• WHAT THE TASK ASKS
Scan the listing below for the string "chair" and copy each line where it turns up.

[Opening THE RECORDS section]

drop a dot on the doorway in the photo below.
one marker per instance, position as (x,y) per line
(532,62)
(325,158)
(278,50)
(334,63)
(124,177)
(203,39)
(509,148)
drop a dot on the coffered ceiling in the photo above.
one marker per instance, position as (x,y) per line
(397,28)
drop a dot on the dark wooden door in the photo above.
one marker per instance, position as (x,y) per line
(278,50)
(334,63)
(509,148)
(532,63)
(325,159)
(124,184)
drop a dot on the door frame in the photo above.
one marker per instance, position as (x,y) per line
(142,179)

[Closing THE RECORDS section]
[Opening THE RECORDS section]

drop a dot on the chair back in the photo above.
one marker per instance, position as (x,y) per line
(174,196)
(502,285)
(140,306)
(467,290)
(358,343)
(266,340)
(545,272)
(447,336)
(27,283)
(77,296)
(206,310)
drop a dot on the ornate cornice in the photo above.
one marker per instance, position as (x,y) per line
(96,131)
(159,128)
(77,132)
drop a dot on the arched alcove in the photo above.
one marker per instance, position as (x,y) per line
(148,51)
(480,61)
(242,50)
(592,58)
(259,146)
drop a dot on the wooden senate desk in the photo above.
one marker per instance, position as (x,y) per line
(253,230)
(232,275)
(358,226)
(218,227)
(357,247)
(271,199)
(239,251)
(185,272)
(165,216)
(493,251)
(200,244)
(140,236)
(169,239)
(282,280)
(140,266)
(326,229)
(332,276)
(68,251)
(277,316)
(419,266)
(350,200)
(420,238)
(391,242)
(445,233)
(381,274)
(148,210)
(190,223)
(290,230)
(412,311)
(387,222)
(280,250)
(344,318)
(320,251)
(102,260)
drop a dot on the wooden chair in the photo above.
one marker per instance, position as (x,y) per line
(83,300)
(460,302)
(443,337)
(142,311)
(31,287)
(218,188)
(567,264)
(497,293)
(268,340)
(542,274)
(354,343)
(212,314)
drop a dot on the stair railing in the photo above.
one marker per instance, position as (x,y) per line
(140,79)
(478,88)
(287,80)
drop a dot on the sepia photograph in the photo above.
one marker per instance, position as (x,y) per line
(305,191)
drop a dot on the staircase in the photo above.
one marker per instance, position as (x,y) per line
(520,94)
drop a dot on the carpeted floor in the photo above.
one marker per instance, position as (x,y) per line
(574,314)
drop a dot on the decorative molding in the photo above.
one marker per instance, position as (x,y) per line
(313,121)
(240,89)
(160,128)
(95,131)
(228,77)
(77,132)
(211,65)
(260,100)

[Closing THE RECORDS section]
[Opening THE RECORDS section]

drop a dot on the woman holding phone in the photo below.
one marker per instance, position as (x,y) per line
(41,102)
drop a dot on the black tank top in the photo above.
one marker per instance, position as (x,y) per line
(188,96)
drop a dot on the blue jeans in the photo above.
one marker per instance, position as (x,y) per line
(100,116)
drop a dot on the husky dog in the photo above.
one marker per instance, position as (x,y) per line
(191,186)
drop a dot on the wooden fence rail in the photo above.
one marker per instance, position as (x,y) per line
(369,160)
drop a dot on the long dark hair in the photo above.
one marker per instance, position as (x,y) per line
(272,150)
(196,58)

[Closing THE RECORDS section]

• RESPONSE AREA
drop a dot on the chair back in the photo above.
drop a dot on the wooden chair in the photo above.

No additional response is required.